## GOAL OF THE EXERCISE:
Reproduce the listing exactly and skip over any pictures.

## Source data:
------------

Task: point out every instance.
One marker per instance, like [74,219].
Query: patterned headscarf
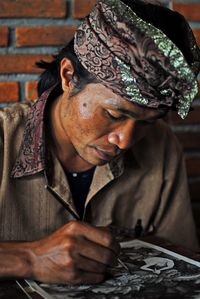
[135,59]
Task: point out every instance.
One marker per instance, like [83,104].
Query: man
[92,150]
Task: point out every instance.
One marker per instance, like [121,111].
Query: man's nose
[123,136]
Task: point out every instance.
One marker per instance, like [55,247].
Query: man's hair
[155,14]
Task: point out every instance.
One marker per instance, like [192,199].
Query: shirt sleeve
[174,219]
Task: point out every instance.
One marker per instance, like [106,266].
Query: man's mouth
[106,155]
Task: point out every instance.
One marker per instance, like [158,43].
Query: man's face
[101,125]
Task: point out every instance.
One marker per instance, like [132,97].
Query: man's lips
[106,155]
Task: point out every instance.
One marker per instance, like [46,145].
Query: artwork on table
[154,272]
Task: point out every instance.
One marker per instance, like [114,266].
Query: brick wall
[31,30]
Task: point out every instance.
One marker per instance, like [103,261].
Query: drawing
[154,273]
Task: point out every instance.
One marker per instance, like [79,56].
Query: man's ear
[66,73]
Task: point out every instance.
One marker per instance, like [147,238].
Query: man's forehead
[134,110]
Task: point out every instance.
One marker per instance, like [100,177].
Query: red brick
[49,35]
[197,34]
[190,140]
[82,8]
[9,92]
[193,166]
[3,36]
[31,90]
[21,63]
[33,8]
[191,11]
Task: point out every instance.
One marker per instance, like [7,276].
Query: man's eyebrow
[138,116]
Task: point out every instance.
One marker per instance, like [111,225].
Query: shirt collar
[33,154]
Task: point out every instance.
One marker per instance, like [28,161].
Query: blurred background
[31,30]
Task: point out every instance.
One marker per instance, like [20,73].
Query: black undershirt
[79,183]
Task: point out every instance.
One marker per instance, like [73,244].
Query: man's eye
[114,116]
[146,122]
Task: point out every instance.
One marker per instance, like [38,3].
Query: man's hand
[76,253]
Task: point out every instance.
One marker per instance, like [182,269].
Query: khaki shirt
[147,183]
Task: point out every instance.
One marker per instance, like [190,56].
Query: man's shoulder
[14,112]
[12,120]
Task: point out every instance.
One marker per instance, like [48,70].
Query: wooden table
[11,290]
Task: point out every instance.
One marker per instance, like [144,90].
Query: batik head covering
[135,59]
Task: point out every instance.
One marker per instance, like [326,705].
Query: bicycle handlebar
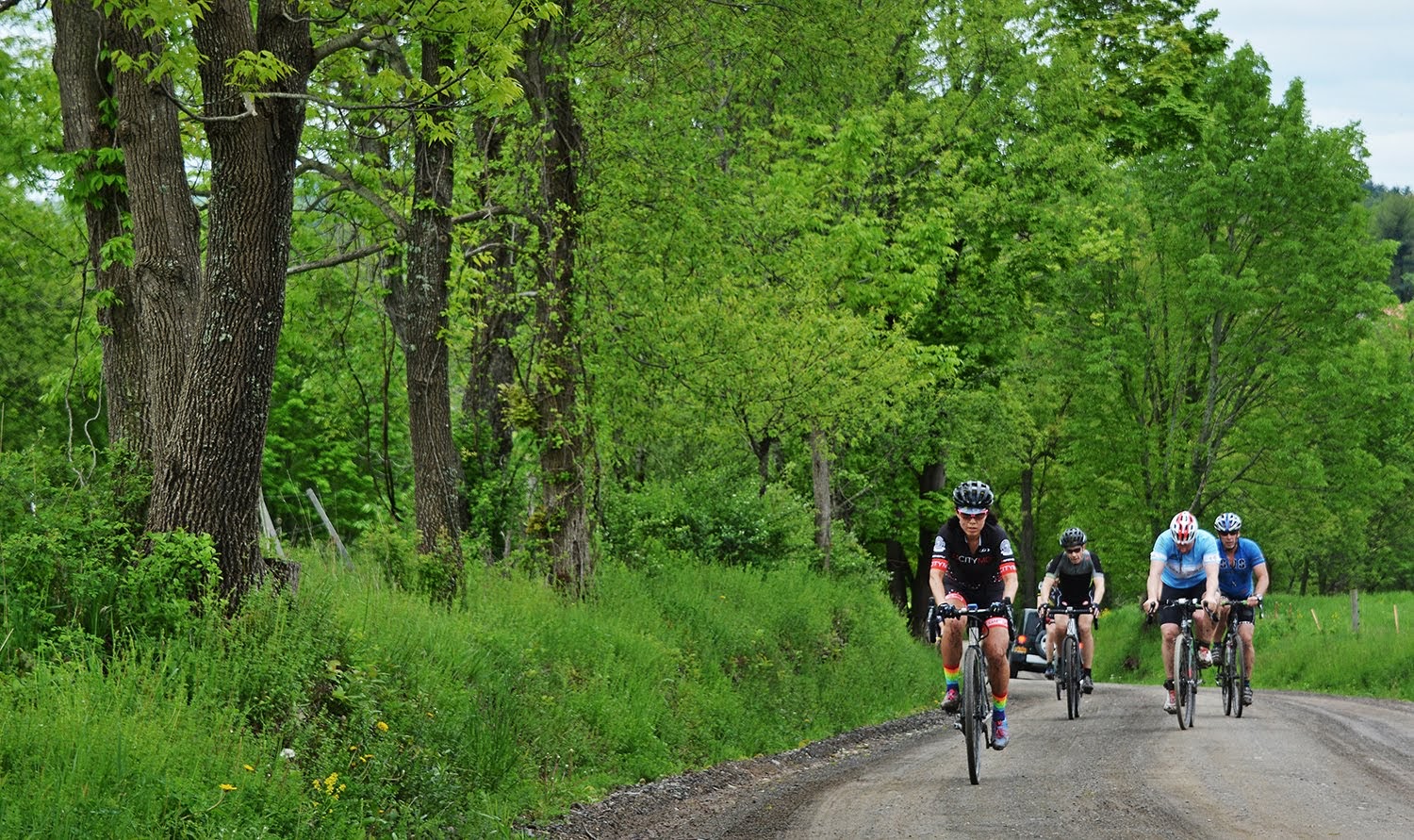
[973,611]
[1191,604]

------------

## EXERCISE RESPONSE:
Task: point out every instance.
One marker per instance, like [74,219].
Query: patterned headscarf
[135,59]
Task: point out every instance.
One marker per instance, like [83,104].
Query: man
[92,150]
Task: point out every instance.
One marker per instance, like [121,111].
Query: man's nose
[123,136]
Task: point out every instance.
One marker per instance, like [55,247].
Query: man's hair
[155,14]
Task: point out every instance.
One marker per instance, like [192,199].
Query: shirt sleeve
[174,219]
Task: point out every instance.
One marker per instance, like [106,266].
Query: man's mouth
[106,155]
Task: point out every instance.
One marker per instance, like [158,43].
Query: man's face
[101,125]
Task: point out every instance.
One marker per instance, like [132,97].
Query: man's lips
[106,155]
Task: point out every instance.
One marker per instance, like [46,145].
Query: artwork on table
[154,272]
Task: point out every instance.
One marker per instance, like [114,266].
Query: brick wall
[31,30]
Task: point out every instance.
One marker per instance, like [103,261].
Query: drawing
[154,273]
Task: point out every instance.
One marker per instance, like [79,56].
Query: man's ear
[66,73]
Task: point out every instance.
One marker per instance, like [147,238].
Query: man's forehead
[134,110]
Task: point out every instance.
One marker per instance, like [100,177].
Query: red brick
[49,35]
[197,34]
[190,140]
[82,8]
[9,92]
[193,166]
[3,36]
[31,90]
[21,63]
[33,8]
[191,11]
Task: point out every instance.
One marker per instance, like [7,276].
Query: man's eyebrow
[138,116]
Task: point out every instance.
One marker per instance, like [111,225].
Query: shirt collar
[33,154]
Task: point out every instance.
One marker per instance, like [28,161].
Query: blurred background
[31,30]
Task: point out every instance.
One marker per instance, like [20,73].
Query: black undershirt
[79,183]
Task: point out every instance.
One marker per instance, like [73,244].
Query: man's eye
[114,116]
[146,122]
Task: point out every instance.
One marker per instance, like [38,3].
Query: man's hand
[76,253]
Task: point out every instance.
One marker per instance, like [182,269].
Query: khaki shirt
[147,183]
Task: point out every instance.
One marker per instance, like [190,56].
Query: man's shoulder
[14,112]
[12,120]
Task: point out every instance.
One marker per instance, like [48,70].
Query: wooden table
[11,290]
Task: point out every instance.
One marker per instance, like [144,90].
Query: batik head covering
[135,59]
Task: point out every instance.
One marker per instance, like [326,705].
Query: bicycle handlebar
[973,611]
[1191,604]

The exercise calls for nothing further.